Source document
The Company is unable to predict whether mandatory GHG reduction requirements will ultimately be enacted through legislation or regulations.  As companies with significant coal-fired generating assets, LG&E and KU could be substantially impacted by programs requiring mandatory reductions in GHG emissions, although the precise impact on their operations, including the reduction targets and deadlines that would be applicable, cannot be determined prior to the enactment of such programs.  While the Company believes that many costs of complying with mandatory GHG reduction requirements or purchasing emission allowances to meet applicable requirements would likely be recoverable, in whole or in part under the ECR, where such costs are related to the Company's coal-fired generating assets, or other potential cost-recovery mechanisms, this cannot be assured.

Given data
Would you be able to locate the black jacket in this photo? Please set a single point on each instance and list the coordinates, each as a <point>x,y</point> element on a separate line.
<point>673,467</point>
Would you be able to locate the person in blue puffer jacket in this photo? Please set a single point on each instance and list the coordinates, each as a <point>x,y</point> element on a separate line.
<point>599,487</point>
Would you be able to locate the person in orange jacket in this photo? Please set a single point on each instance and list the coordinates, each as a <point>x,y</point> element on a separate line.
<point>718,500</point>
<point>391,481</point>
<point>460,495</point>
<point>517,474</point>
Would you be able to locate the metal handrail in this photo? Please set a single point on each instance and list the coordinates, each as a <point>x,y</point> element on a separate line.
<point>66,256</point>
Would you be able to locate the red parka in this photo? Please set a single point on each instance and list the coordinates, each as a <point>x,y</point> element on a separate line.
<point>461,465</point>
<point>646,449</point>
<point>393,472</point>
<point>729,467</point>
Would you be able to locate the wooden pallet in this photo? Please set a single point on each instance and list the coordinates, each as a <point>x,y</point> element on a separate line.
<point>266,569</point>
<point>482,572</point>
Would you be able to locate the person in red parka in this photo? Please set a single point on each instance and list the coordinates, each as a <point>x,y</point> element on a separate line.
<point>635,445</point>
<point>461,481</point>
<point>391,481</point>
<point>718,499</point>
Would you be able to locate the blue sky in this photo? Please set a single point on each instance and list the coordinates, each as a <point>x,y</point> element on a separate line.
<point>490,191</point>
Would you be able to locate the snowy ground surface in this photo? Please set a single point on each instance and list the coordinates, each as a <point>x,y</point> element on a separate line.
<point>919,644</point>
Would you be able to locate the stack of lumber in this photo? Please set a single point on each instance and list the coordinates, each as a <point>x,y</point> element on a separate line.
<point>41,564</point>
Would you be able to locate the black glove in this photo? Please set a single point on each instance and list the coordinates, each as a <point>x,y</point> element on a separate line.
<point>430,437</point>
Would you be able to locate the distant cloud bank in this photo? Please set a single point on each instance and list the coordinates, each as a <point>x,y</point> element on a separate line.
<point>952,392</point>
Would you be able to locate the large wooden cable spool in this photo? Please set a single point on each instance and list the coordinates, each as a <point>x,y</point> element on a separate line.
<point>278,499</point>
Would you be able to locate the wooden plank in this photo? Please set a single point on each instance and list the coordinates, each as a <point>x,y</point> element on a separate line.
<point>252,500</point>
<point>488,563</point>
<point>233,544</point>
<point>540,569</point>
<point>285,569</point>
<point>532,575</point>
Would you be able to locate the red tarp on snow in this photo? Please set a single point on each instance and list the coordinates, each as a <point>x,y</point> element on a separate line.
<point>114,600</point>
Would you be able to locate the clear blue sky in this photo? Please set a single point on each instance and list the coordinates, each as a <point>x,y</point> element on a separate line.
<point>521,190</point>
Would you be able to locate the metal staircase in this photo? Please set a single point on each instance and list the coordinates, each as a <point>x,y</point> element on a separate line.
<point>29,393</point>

Required task 1
In the GHG passage, what does the Company say it cannot predict?
Required task 2
For each statement, say whether it agrees with the GHG passage. Answer yes or no, and quote the words from the passage that decide it.
(a) LG&E and KU have significant coal-fired generating assets.
(b) The Company is certain that its costs of meeting GHG requirements will be recovered.
(c) The reduction targets and deadlines that would apply are already known.
Required task 3
Pick up the GHG passage after its last sentence and keep writing it.
The records have no part in this.

Exercise response 1
Whether mandatory GHG reduction requirements will ultimately be enacted through legislation or regulations.

Exercise response 2
(a) Yes: "As companies with significant coal-fired generating assets, LG&E and KU"
(b) No: "this cannot be assured."
(c) No: "cannot be determined prior to the enactment of such programs."

Exercise response 3
GHG Litigation.  A number of lawsuits have been filed asserting common law claims including nuisance, trespass and negligence against various companies with GHG emitting facilities.  In October 2009, the United States Court of Appeals for the 5th Circuit in the case of Comer v. Murphy Oil reversed a lower court, holding that private plaintiffs have standing to assert certain common law claims against more than 30 utility, oil, coal and chemical companies.  The Comer complaint alleges that GHG emissions from the defendants' facilities contributed to global warming which increased the intensity of Hurricane Katrina.  The Company was included as defendant in the complaint, but has not been subject to the proceedings due to the failure of the plaintiffs to pursue service under the applicable international procedures.  LG&E and KU are currently unable to predict further developments in the Comer case, including whether the plaintiffs will continue with a previously-dismissed motion seeking to amend their complaint to add the Companies as parties.  LG&E and KU continue to monitor relevant GHG litigation to identify judicial developments that may be potentially relevant to their operations.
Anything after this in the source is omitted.